**Problem to work on:**
Copy the material below word for word, starting at the line that contains "Target: alloy wheel" and continuing through its final line.

Stored data entries:
════════════════
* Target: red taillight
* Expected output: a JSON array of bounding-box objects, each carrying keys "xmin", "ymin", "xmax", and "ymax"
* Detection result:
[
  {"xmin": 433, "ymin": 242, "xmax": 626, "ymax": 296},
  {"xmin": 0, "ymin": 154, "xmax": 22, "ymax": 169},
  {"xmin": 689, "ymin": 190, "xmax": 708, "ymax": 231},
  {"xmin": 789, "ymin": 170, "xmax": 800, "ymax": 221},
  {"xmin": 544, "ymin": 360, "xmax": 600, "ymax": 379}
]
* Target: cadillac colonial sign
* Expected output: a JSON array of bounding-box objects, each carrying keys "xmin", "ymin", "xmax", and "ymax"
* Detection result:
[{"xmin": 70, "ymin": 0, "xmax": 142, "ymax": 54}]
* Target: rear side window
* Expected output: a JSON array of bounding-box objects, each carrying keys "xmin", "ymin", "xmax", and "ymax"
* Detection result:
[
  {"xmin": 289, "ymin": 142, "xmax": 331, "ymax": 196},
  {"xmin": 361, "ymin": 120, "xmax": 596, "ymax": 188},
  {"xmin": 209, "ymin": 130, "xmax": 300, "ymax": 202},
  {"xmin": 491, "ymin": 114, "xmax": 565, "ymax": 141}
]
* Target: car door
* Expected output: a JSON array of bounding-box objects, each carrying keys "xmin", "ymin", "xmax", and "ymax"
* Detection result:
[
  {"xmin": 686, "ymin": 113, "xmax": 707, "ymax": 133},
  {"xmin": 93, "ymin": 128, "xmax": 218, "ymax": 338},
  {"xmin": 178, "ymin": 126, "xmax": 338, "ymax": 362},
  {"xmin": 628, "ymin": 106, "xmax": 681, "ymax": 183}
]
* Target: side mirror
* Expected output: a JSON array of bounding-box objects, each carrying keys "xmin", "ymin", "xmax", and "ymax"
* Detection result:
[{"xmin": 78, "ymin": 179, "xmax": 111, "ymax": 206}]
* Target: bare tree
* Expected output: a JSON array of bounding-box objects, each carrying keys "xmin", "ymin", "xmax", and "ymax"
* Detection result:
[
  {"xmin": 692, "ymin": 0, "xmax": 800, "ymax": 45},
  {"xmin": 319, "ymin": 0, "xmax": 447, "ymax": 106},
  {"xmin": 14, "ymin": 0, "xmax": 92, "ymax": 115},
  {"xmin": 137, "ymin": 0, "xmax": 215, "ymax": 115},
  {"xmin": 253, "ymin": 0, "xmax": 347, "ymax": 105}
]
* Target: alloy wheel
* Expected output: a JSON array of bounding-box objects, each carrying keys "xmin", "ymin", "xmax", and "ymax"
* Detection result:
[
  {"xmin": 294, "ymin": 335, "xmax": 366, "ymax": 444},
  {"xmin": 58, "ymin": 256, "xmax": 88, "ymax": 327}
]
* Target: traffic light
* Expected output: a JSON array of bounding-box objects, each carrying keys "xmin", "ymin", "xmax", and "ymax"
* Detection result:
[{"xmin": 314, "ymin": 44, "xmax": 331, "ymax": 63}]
════════════════
**Solved exercise:**
* Target: alloy wheel
* Expected output: a JSON array of bounding-box objects, each carrying keys "xmin", "ymin", "xmax", and "ymax"
* Detection result:
[
  {"xmin": 294, "ymin": 335, "xmax": 366, "ymax": 444},
  {"xmin": 58, "ymin": 256, "xmax": 88, "ymax": 327}
]
* Target: traffic light
* Expected output: a JSON array of bounding-box objects, each carrying keys "xmin", "ymin", "xmax", and "ymax"
* Detection result:
[{"xmin": 314, "ymin": 44, "xmax": 331, "ymax": 63}]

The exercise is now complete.